(EXERCISE DESCRIPTION):
Exactly as written, return every line of the data below apart from the pictures.

* * *

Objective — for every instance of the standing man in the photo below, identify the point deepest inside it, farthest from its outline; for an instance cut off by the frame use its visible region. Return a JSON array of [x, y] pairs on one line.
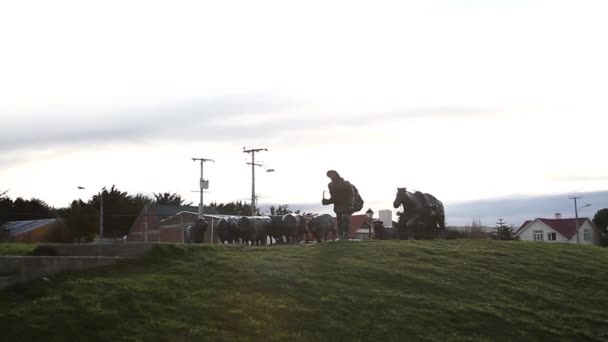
[[341, 192]]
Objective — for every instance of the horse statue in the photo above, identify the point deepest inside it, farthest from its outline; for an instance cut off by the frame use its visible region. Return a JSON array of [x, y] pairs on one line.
[[420, 210]]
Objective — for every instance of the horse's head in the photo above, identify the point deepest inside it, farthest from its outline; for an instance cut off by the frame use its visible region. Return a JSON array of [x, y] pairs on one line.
[[400, 197]]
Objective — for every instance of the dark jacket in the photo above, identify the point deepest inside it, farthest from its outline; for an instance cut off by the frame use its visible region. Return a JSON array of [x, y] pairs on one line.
[[341, 196]]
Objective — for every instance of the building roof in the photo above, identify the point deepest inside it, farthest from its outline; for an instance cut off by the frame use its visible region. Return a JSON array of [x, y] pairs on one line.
[[15, 228], [522, 227], [566, 227]]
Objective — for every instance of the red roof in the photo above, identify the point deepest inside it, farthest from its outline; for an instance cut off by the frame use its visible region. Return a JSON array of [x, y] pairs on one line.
[[522, 227], [566, 227]]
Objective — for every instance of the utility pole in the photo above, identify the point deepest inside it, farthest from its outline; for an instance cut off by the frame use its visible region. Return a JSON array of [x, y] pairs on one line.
[[203, 184], [253, 165], [576, 215], [101, 214]]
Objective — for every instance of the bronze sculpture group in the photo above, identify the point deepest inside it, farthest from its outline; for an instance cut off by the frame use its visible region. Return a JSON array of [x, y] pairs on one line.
[[422, 213], [423, 216]]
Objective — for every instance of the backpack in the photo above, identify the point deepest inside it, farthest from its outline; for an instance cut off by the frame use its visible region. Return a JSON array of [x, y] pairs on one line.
[[357, 200]]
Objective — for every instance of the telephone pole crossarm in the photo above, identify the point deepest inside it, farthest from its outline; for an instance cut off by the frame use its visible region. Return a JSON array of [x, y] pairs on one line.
[[253, 165]]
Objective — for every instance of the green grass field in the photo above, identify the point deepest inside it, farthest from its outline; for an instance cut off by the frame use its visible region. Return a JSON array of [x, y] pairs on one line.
[[343, 291]]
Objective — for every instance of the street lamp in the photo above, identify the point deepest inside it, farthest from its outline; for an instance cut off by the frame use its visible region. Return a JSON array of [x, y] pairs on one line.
[[585, 206], [100, 210], [369, 213]]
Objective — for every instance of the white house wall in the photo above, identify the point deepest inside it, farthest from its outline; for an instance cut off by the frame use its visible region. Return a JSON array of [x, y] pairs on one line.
[[528, 234]]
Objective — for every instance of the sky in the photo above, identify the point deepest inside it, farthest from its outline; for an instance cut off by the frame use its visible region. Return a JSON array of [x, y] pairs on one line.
[[467, 100]]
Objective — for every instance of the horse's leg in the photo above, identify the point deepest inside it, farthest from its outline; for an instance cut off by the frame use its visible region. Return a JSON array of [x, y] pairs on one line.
[[411, 226]]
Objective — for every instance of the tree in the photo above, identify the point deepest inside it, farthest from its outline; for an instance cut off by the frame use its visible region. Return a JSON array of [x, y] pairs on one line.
[[600, 219], [82, 219], [237, 208], [119, 210], [502, 231], [168, 198]]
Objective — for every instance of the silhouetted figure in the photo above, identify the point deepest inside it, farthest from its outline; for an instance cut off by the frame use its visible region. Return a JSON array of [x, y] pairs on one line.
[[420, 210], [341, 192]]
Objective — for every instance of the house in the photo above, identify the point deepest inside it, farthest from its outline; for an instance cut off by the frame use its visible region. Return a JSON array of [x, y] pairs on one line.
[[560, 230], [146, 227], [47, 230], [172, 229]]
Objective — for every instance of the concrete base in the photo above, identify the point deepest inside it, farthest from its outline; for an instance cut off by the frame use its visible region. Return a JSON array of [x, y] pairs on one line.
[[21, 269]]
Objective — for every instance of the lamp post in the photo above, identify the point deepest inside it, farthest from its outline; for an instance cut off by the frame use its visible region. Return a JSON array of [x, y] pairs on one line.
[[576, 210], [253, 165], [100, 210], [369, 213]]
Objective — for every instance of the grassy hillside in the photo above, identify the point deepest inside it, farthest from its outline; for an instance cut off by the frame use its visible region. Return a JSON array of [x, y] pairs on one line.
[[344, 291]]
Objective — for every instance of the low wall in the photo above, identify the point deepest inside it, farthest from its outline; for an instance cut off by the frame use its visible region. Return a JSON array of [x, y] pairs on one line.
[[21, 269], [90, 249]]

* * *

(RESULT OF THE TASK):
Objective — for every instance of the standing man in the photo below, identify the point deepest inside it, farthest from its outline; for an instance cut off by the frame use its visible region. Return a JSON array of [x, y] pairs on one line.
[[341, 192]]
Objective — for every instance of the horse statue in the photo above, identify the point deepest inside it, farthest from its outline; for an instance cut off by the frame use its visible region. Return a JSON array of [x, y] pairs on one line.
[[420, 210]]
Objective — for every instance of the horse's head in the photo above, identify the point deepest inside it, farthest from its outline; for an instance cut off by the frame use its visible region. Return a JSON array of [x, y] pairs on one line.
[[400, 197]]
Objective — for every instance of the dark jacket in the photo above, identify the point deepest inside it, farthest from its outline; for an instance cut off by the frame use its visible region. Return a JSON array of [x, y] pairs on one line.
[[341, 196]]
Objective — for every instance of the building roof in the photo above, identify the point deepest inside it, farthest from its outline; for an instance cut off by the frame use its visible region. Return a JSON array of [x, y] pairs on one line.
[[15, 228], [522, 227], [566, 227]]
Objective — for every instance of the red roof in the photo above, identify the point deepest inside it, farthest from its outline; for an instance cut off by the frame use its visible region. Return a JSON array of [x, y] pairs on one line.
[[522, 227], [566, 227]]
Objective — for every instance of the utility pole in the photo above, identify the point deepest inside it, farthest from its outline; for an instance cut off by the frame use its visible region. Return a JSON array of [x, y] pairs on one line.
[[203, 184], [253, 165], [576, 215], [101, 214]]
Objective — for every instance of the bronze sculpture group in the photo above, identify the point deepest inside it, farthest from its outline; for an instance cut off by the frame use its visible region. Return a JSON array of [x, y] pairs on one line.
[[422, 213], [423, 216]]
Objective — for every instance of the backpack in the photo above, identify the point deepest inside it, farthest from its outline; for an instance cut off by the frame use its visible region. Return a JSON array of [x, y] pairs on one line.
[[357, 200]]
Objective — for every instance of the telephone pole crossarm in the photo above, identify the point deepest inside it, farthest from its outline; for an instance cut off by the frame use its visible region. Return a JSON array of [x, y] pairs on one line.
[[253, 165]]
Objective — for every instance of the green grass field in the photo above, identify the point deepest inside it, farthest from its outline; for an instance cut off by the frame use its visible region. Return a JSON array of [x, y] pairs on one line.
[[343, 291]]
Objective — for every instance of the street lamp in the photo above, identify the point deepest inside it, farthest from its outline; for an instance cut off by the frame use its visible region. Return a JSON array of [x, y] pairs on one line.
[[585, 206], [100, 210], [369, 213]]
Objective — for every instance of the white house wall in the photo above, identify the point deepest inside it, farthest from its outline; for an instance cut off by the frame use its visible region. Return a JSON array of [x, y] pairs on one line.
[[528, 234]]
Objective — for every instance of the sky in the photo above, identify the point deepest inside it, farthest from its outline; for an instance cut off by the frame use its visible region. Return a JSON array of [x, y] pairs on one line.
[[467, 100]]
Objective — for every instance of the horse's leg in the photo above, identify the point deepest inside it, farthest from its outline; for an instance cut off by the frame use its visible region. Return a JSON array of [x, y] pairs on one line.
[[411, 226]]
Objective — for every instance of the tree in the photo above, identify the point deepest inside it, farthest from its outline; for an instance cut off by the frame use its visible region. Return a JSON array of [x, y] pairs on one line.
[[600, 219], [82, 219], [237, 208], [119, 210], [502, 231], [168, 198]]
Objective — for every instance of the silhouetted figure in the photo above, identify the point deepest inside it, farthest from its outline; for an instance cut off by the frame use its visible region. Return a JSON array of [x, y] pairs on one line.
[[420, 210], [341, 192]]
Objective — for every instance of the house in the photo above, identify the point deepest inside it, farthest from its outline; for an instance cut off by the frame use its visible region. Return a JSON array of [x, y] pairs on one line.
[[560, 230], [146, 227], [47, 230], [172, 229]]
Objective — for every instance of the concrete base in the photo above, identify the point deepest inside it, farthest from its outline; for an instance cut off by the frame use its visible region. Return a JSON array of [x, y] pairs on one line.
[[21, 269]]
Objective — for every instance of the lamp post in the photo above, identify the point deepest inside it, farthest from its outline; for an instance cut off by the frame use its visible region. Return a JSON array of [x, y] pairs on one line.
[[576, 210], [253, 165], [100, 210], [369, 213]]
Objective — for every instance of the grassy hillside in the photo above, identify the point deepest inside it, farthest from its outline; for an instance cut off by the frame use its visible region. Return a JSON array of [x, y] pairs on one line.
[[344, 291]]
Objective — for every instance of the low wall in the photo above, identify the point deepest inside it, farthest from its outline; for an instance cut off by the frame use its visible region. Return a JSON array of [x, y] pairs on one line.
[[21, 269], [90, 249]]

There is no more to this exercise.